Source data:
....

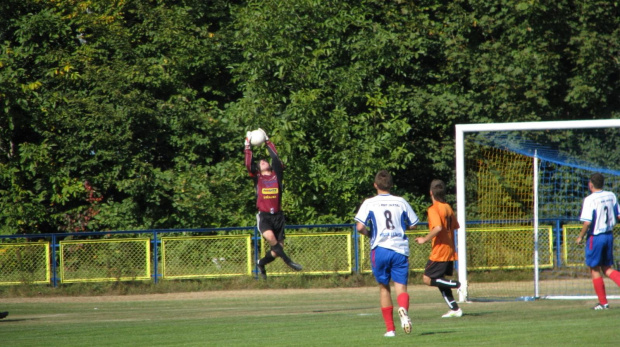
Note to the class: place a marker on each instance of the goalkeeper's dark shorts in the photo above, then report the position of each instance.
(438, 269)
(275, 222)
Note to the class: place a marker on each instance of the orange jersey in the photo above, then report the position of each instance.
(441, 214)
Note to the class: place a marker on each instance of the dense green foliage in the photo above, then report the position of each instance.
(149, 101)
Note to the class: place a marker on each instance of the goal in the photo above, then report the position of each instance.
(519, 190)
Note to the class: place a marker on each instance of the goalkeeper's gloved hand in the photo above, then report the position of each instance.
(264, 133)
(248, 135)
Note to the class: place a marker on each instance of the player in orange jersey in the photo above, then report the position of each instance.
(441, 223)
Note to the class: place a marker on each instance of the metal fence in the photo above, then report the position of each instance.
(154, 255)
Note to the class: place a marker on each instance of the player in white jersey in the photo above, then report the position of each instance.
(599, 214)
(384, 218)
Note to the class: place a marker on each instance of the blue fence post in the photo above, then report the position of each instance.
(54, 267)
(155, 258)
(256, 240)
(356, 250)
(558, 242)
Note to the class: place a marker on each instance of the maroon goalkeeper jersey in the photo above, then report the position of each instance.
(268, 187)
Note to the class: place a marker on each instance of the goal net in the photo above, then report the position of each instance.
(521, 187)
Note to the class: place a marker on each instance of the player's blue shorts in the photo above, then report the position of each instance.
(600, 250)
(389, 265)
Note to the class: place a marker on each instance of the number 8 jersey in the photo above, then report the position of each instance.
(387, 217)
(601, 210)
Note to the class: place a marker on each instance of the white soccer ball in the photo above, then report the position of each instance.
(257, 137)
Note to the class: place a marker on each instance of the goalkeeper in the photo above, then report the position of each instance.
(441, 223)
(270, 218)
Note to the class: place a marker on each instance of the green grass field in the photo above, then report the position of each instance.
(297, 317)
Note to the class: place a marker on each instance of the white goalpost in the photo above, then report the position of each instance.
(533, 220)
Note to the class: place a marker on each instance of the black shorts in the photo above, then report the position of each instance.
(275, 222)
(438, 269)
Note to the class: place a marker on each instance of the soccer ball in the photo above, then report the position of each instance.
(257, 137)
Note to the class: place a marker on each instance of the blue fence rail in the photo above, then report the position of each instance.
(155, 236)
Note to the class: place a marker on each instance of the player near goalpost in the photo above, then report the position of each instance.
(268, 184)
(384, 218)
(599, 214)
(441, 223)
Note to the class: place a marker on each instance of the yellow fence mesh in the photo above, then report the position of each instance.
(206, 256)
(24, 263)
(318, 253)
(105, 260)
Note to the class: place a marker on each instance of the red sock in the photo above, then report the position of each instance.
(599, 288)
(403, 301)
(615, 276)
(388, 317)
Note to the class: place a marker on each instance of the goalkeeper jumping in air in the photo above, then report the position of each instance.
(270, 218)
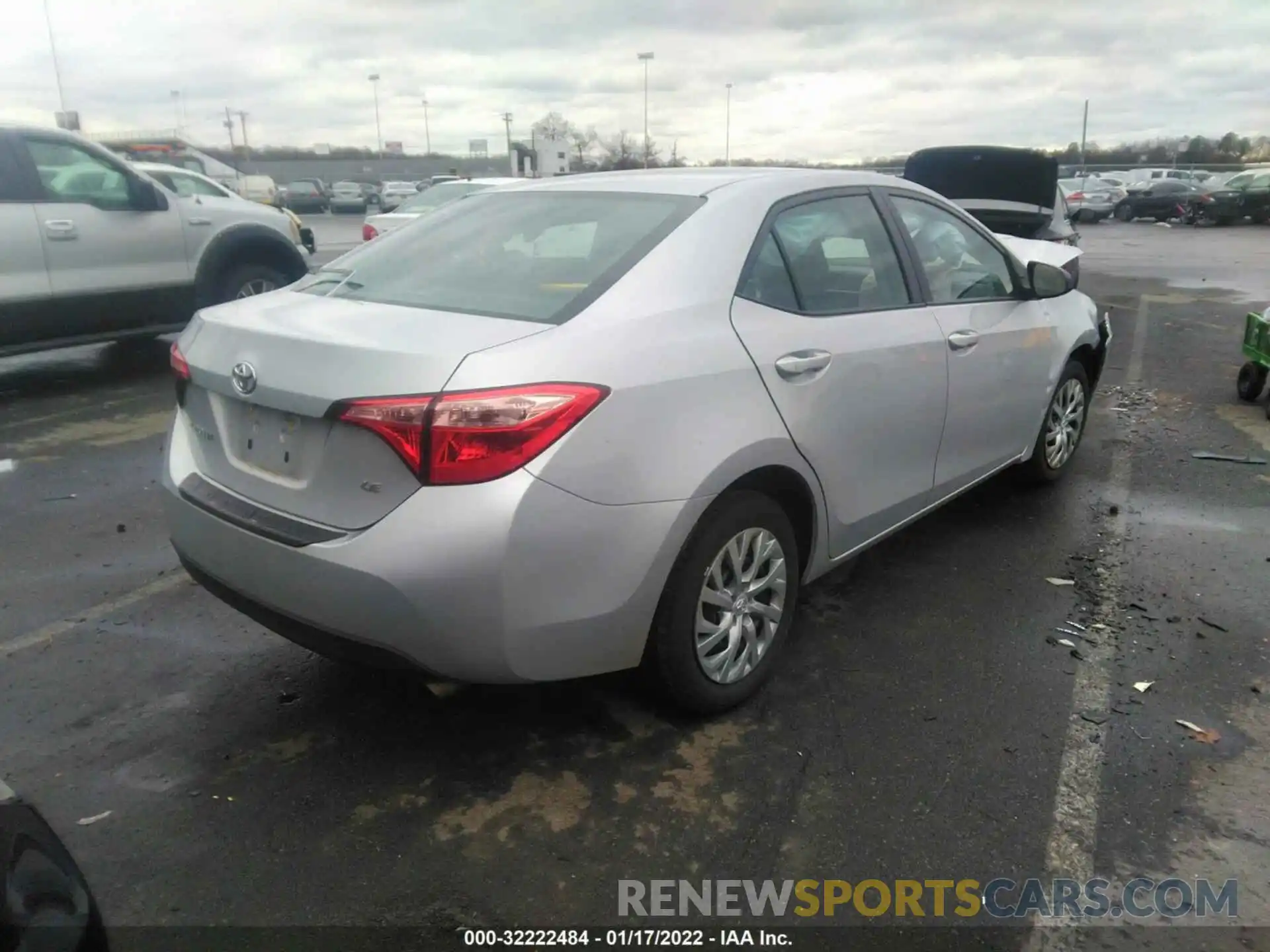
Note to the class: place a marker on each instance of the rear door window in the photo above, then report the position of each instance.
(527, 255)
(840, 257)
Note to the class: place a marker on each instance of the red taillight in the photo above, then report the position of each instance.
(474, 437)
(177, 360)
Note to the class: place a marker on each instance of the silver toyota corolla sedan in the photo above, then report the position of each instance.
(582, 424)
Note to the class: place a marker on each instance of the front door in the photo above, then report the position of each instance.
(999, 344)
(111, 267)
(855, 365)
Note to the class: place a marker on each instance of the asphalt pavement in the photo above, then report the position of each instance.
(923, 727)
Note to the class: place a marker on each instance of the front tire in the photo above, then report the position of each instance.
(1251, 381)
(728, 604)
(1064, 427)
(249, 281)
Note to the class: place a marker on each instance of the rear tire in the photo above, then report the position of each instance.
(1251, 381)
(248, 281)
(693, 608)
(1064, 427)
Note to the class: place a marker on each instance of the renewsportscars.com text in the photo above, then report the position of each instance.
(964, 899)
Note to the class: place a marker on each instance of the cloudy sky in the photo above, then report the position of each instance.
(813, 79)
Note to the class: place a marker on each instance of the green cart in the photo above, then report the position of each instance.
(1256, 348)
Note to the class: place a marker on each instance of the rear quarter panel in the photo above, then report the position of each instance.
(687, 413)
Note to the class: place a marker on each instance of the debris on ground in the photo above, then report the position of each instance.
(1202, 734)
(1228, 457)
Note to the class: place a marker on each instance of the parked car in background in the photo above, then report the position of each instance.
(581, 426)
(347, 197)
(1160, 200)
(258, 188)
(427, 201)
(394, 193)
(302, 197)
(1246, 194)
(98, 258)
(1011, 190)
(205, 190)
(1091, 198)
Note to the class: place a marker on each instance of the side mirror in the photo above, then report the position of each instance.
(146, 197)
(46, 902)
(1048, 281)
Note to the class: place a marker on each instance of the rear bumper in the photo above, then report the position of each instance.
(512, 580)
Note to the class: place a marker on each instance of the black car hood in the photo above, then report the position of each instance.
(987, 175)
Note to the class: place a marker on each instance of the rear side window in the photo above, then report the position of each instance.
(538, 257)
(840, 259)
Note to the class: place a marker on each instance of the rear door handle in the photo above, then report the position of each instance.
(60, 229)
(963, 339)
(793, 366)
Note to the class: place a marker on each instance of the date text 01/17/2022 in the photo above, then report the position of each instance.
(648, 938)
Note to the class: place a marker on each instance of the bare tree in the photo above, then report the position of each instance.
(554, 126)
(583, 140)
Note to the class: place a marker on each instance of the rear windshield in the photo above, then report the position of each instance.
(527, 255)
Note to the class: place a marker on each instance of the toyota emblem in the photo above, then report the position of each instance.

....

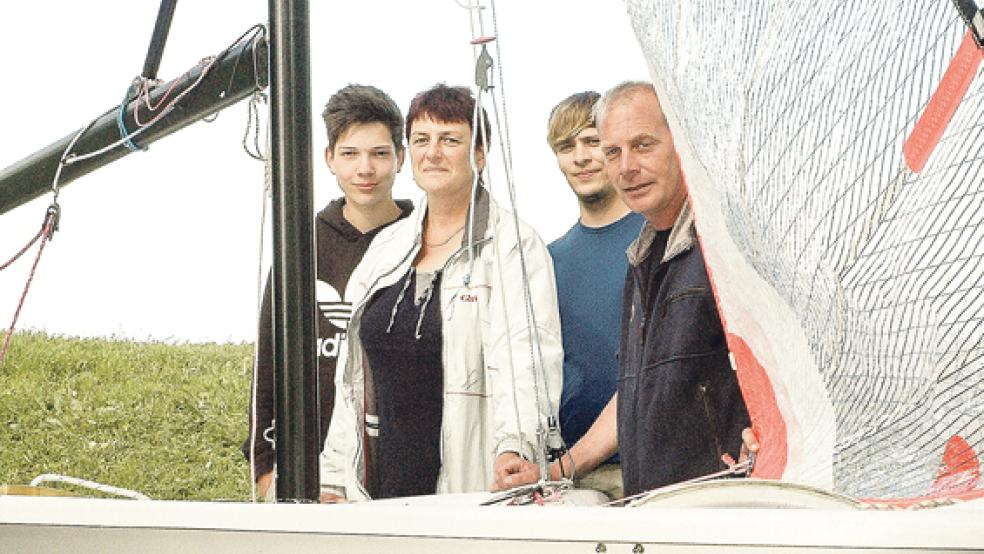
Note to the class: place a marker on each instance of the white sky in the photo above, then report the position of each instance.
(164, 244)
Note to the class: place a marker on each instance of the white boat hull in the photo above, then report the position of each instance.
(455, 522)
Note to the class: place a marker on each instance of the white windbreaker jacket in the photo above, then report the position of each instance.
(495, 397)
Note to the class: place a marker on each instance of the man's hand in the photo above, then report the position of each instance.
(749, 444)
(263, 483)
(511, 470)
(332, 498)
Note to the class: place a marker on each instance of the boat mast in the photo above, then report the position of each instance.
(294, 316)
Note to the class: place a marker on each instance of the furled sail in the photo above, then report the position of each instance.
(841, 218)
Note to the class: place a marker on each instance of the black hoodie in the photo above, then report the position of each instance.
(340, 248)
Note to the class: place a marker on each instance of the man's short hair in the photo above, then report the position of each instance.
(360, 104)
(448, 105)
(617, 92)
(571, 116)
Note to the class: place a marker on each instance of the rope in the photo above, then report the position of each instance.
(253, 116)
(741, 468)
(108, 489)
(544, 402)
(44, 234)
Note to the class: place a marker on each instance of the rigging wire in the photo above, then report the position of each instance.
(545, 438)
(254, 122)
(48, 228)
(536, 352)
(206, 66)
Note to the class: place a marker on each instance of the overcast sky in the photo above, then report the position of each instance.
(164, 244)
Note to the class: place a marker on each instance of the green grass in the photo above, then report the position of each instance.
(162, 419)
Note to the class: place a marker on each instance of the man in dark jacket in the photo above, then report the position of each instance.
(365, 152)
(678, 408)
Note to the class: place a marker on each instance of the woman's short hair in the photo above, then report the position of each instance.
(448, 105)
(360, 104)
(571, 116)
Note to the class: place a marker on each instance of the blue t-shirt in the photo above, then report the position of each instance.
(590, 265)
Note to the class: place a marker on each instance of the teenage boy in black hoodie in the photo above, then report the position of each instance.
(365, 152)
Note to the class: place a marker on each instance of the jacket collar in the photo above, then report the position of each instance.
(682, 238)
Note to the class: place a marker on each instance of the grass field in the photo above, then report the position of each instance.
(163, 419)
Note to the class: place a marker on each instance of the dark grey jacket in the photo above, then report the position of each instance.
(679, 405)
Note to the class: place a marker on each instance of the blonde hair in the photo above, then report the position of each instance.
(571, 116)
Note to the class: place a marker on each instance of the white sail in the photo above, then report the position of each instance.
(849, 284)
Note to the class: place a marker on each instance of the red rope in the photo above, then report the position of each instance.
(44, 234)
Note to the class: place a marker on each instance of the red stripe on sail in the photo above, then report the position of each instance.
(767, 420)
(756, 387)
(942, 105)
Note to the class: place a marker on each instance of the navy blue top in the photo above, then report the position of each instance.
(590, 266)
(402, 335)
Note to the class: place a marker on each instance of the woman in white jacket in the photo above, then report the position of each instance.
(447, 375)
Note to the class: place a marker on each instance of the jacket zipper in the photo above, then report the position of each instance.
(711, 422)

....

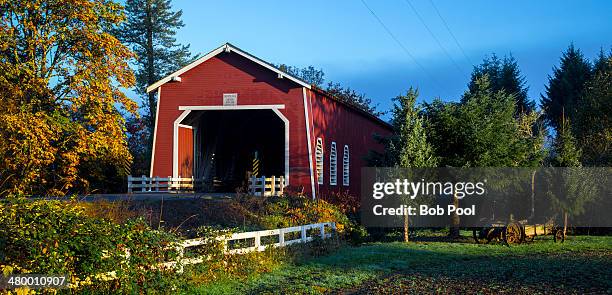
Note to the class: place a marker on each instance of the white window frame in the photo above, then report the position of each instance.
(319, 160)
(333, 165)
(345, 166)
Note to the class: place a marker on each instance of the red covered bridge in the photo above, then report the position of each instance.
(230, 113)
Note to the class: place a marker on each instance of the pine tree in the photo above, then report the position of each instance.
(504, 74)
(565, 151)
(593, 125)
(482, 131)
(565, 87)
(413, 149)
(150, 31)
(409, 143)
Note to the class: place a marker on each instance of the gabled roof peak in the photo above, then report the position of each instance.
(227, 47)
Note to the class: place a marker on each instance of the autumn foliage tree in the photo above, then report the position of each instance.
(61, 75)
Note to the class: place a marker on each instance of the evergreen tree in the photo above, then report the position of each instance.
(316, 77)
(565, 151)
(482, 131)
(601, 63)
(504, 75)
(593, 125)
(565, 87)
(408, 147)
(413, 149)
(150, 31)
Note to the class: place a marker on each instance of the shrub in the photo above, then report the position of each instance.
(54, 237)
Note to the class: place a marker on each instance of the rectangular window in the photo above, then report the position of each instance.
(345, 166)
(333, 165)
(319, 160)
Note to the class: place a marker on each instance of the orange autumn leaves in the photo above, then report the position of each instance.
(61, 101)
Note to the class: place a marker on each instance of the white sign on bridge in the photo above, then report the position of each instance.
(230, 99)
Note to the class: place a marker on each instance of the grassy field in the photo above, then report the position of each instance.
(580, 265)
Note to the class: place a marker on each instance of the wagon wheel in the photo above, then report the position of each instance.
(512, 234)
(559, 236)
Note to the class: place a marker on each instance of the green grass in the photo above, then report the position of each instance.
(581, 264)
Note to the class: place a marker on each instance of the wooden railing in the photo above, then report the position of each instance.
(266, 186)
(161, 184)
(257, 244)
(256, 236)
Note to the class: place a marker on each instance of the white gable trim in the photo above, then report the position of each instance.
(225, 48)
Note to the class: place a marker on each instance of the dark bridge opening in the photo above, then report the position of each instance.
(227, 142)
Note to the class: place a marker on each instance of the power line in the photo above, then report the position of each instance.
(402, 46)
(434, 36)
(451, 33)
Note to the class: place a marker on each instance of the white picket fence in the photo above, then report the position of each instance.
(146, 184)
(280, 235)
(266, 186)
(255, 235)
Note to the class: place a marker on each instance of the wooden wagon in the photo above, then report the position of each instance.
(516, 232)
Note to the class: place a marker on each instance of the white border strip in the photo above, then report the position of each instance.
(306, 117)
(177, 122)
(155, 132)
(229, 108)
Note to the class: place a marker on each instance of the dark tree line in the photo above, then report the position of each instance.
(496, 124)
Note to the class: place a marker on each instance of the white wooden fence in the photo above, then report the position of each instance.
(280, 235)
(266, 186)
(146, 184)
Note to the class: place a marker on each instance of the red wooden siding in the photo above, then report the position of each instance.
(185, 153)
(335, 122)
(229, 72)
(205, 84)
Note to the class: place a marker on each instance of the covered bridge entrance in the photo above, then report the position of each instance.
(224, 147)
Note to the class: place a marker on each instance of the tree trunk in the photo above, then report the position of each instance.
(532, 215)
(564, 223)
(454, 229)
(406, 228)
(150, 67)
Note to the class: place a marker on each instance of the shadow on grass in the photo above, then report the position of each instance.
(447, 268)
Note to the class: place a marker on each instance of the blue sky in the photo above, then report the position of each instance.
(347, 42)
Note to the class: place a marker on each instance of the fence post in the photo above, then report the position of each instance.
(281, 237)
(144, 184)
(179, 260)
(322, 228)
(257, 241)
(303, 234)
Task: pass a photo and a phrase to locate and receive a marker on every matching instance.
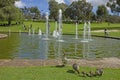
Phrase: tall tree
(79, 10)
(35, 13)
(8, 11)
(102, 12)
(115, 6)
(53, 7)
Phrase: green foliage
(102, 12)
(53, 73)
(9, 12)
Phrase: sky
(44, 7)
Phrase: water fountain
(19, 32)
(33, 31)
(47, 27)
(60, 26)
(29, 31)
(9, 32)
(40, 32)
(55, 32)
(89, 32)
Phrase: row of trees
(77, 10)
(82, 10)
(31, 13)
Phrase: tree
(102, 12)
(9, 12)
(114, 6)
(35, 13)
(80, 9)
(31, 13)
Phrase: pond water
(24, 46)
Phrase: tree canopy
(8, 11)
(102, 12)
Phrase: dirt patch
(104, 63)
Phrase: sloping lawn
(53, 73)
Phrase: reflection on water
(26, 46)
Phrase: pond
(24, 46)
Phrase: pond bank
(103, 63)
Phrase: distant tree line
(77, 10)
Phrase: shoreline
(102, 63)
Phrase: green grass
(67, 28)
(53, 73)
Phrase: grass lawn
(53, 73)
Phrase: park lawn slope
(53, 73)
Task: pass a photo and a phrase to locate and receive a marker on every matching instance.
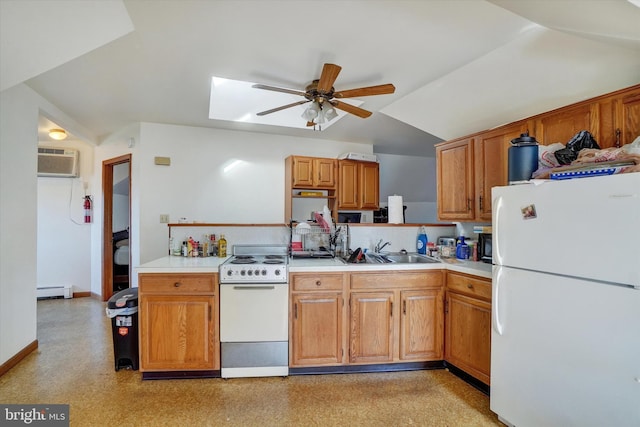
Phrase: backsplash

....

== WORK TO BE COMPLETED ==
Collect every row above that contains the word "black" and copy each one out in full. Case counts.

== WRITTEN RESPONSE ==
Note to the class: place a marker on each instance of the black shorts in the photo above, then report the position of each instance.
Note to the class: place a marker on each instance of the black car hood in the photo above, then report the position of each instance.
Note to the class: place a marker on each instance of the black hoodie in the photo above, then report the position of each instance.
Note to the class: place a marker on each instance of the teenage boy in black hoodie in the photo above, then report the position of each instance.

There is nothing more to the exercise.